[Start of Record list]
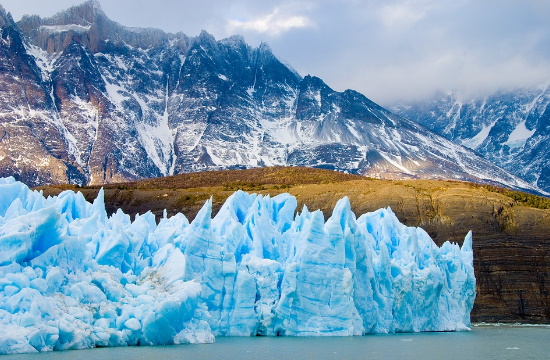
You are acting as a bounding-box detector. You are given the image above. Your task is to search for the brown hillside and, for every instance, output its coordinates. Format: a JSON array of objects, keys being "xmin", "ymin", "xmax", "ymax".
[{"xmin": 36, "ymin": 167, "xmax": 550, "ymax": 323}]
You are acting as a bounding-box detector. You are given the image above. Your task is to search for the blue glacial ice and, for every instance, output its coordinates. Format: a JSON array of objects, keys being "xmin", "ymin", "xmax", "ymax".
[{"xmin": 0, "ymin": 178, "xmax": 475, "ymax": 354}]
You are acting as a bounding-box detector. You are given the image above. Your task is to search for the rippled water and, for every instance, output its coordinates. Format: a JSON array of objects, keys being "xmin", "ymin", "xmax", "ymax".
[{"xmin": 5, "ymin": 326, "xmax": 550, "ymax": 360}]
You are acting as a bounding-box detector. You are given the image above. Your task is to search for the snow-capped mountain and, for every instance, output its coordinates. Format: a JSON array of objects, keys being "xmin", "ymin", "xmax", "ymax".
[
  {"xmin": 0, "ymin": 0, "xmax": 537, "ymax": 191},
  {"xmin": 391, "ymin": 83, "xmax": 550, "ymax": 192}
]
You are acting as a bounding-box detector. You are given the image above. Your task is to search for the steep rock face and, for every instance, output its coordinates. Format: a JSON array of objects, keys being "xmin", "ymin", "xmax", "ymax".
[
  {"xmin": 0, "ymin": 0, "xmax": 537, "ymax": 191},
  {"xmin": 392, "ymin": 85, "xmax": 550, "ymax": 192}
]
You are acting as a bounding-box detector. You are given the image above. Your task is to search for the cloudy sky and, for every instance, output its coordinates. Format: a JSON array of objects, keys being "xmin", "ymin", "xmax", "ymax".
[{"xmin": 0, "ymin": 0, "xmax": 550, "ymax": 105}]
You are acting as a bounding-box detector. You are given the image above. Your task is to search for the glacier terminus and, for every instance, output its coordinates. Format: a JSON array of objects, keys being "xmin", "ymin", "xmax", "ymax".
[{"xmin": 0, "ymin": 178, "xmax": 475, "ymax": 354}]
[End of Record list]
Written problem. Put the records starting at the line containing "for the glacier" and ending at the end of the records into a two-column CSV with the headers instruction and output. Give one row per record, with each field in quotation marks and any line breaks in it replaced by spaces.

The completed task.
instruction,output
"You are acting as a bounding-box detector. You are given the image above. Your task is to search for the glacier terminus and, for every instance, output its coordinates. Format: a JSON array of objects, keys being ""xmin"", ""ymin"", ""xmax"", ""ymax"".","[{""xmin"": 0, ""ymin"": 178, ""xmax"": 475, ""ymax"": 354}]"